• _Exercise_: Exactly as written, return every line of the data below.

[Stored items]
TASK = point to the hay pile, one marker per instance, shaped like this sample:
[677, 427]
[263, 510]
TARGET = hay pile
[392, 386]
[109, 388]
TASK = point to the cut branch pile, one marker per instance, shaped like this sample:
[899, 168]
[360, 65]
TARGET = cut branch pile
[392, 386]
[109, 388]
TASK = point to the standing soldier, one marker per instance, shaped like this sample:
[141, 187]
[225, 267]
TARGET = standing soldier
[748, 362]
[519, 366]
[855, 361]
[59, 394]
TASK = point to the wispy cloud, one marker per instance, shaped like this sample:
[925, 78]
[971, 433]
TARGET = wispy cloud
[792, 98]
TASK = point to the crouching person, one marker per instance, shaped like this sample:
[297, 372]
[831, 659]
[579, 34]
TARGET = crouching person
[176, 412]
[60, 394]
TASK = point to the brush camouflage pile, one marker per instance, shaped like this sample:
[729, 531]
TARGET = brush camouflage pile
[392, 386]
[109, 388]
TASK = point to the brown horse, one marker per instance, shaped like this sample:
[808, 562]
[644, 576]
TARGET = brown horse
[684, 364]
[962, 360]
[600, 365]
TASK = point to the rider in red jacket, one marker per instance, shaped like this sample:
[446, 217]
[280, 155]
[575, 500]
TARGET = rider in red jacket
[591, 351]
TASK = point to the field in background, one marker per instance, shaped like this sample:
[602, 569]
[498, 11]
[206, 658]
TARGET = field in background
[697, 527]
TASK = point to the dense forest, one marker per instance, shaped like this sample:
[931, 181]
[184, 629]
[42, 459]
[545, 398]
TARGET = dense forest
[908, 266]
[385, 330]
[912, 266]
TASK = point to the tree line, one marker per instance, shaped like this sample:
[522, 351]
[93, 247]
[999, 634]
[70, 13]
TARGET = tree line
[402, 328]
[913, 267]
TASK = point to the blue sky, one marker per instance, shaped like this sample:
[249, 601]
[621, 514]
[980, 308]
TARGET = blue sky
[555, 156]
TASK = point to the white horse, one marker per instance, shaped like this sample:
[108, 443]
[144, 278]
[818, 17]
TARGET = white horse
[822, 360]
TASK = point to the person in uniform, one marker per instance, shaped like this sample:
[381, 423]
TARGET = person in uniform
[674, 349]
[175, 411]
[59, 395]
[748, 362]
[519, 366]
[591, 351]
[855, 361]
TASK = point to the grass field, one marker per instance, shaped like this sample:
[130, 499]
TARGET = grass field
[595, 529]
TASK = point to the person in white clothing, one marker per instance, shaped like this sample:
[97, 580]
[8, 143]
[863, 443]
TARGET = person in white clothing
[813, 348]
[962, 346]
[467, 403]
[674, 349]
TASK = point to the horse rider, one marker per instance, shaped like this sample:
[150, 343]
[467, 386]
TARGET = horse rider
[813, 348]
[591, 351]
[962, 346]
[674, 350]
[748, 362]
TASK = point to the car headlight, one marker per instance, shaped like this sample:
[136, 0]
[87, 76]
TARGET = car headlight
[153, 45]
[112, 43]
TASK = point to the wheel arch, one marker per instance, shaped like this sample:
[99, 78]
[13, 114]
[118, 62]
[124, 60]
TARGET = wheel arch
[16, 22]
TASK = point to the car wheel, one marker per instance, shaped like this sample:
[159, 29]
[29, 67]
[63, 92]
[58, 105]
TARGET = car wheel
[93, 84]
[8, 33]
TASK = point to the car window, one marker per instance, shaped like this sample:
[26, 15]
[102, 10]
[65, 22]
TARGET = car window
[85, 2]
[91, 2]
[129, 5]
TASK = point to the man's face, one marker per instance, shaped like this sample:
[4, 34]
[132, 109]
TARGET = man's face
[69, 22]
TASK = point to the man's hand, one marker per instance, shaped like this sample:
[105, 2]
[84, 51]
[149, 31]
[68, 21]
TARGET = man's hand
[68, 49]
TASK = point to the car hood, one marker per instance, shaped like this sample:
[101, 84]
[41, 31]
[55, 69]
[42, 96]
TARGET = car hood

• _Written response_:
TASK = point to the hay pile, one marker per instance, shaped like this sample:
[677, 427]
[263, 510]
TARGET = hay pile
[392, 386]
[109, 388]
TASK = point to the cut branch pile, one marker per instance, shaped like this sample:
[899, 168]
[360, 65]
TARGET = cut branch pile
[392, 386]
[109, 388]
TASK = point to the standing soldier, one marker per instance, shaped like this sample:
[141, 187]
[225, 267]
TARGET = standing soldier
[748, 362]
[519, 366]
[855, 361]
[59, 394]
TASK = point to the wispy cloud, one marker per instance, shaped like this sample:
[925, 78]
[971, 433]
TARGET = wispy cloud
[792, 98]
TASK = point to the crouching person, one marker per instance, shaped like this sample:
[297, 372]
[831, 659]
[579, 34]
TARGET = crouching person
[176, 412]
[60, 394]
TASK = point to the brush camouflage pile, one marker per instance, shaped like this sample:
[729, 531]
TARGET = brush camouflage pile
[392, 386]
[109, 388]
TASK = point to the brown horse, one marker per instance, shaped like this sample:
[808, 562]
[644, 576]
TARGET = brown horse
[684, 364]
[962, 360]
[600, 365]
TASK = point to the rider in red jacket, one marker per instance, shaped like this sample:
[446, 217]
[280, 155]
[575, 500]
TARGET = rider in red jacket
[591, 351]
TASK = point to the field in background, one marker per instance, shaped like this sample:
[602, 569]
[498, 11]
[206, 658]
TARGET = field in background
[697, 527]
TASK = point to the dense forest, one marker per instance, shaped like this sample:
[931, 181]
[184, 629]
[42, 459]
[545, 398]
TARGET = dense forest
[908, 266]
[385, 330]
[912, 266]
TASK = point to the tree line, one marker per instance, shaped like this sample:
[522, 351]
[93, 247]
[999, 634]
[70, 13]
TARGET = tree line
[402, 328]
[913, 267]
TASK = point to the blue sky, one marker per instance, shaped like this sample:
[249, 601]
[621, 514]
[980, 308]
TARGET = blue sky
[555, 156]
TASK = point to the white horse, one marker per instance, shaped like this sample:
[108, 443]
[144, 278]
[818, 17]
TARGET = white horse
[822, 360]
TASK = point to the person in uniform, one marker per instance, shaped like this sample:
[381, 423]
TARGET = person in uniform
[674, 349]
[175, 411]
[59, 395]
[748, 362]
[519, 366]
[591, 351]
[855, 361]
TASK = point to the grass field, one marker per instance, shaped like this sample:
[130, 499]
TARGET = grass field
[595, 529]
TASK = point to the person in white clothing, one marker per instance, shaped like this sample:
[97, 580]
[8, 143]
[863, 443]
TARGET = person in white clothing
[813, 348]
[962, 346]
[467, 403]
[674, 349]
TASK = point to the horse rider, one marker per instance, shaped like this sample:
[150, 343]
[467, 386]
TARGET = horse rider
[813, 348]
[591, 351]
[962, 346]
[674, 350]
[748, 362]
TASK = point to the car headlight, one marker per instance, shaped like this sample:
[136, 0]
[87, 76]
TARGET = car headlight
[153, 45]
[112, 43]
TASK = point to the wheel arch, one marker per instance, shaped like this sample:
[99, 78]
[13, 114]
[118, 62]
[124, 60]
TARGET = wheel arch
[16, 22]
TASK = point to the car wheel, one marker per instance, shaped like this sample:
[159, 29]
[29, 67]
[63, 92]
[58, 105]
TARGET = car wheel
[93, 84]
[8, 33]
TASK = point to the car window, one marker per instance, shaped like this sample:
[26, 15]
[102, 10]
[65, 22]
TARGET = car window
[85, 2]
[91, 2]
[129, 5]
TASK = point to the man's face, one marker per instance, shaped like this sample:
[4, 34]
[132, 109]
TARGET = man's face
[69, 22]
TASK = point to the man's hand, one marker per instance, shaped like this sample:
[105, 2]
[84, 51]
[149, 31]
[68, 21]
TARGET = man's hand
[68, 49]
TASK = point to the car hood, one marker per instance, shaped like this sample:
[101, 84]
[41, 31]
[55, 69]
[42, 96]
TARGET = car hood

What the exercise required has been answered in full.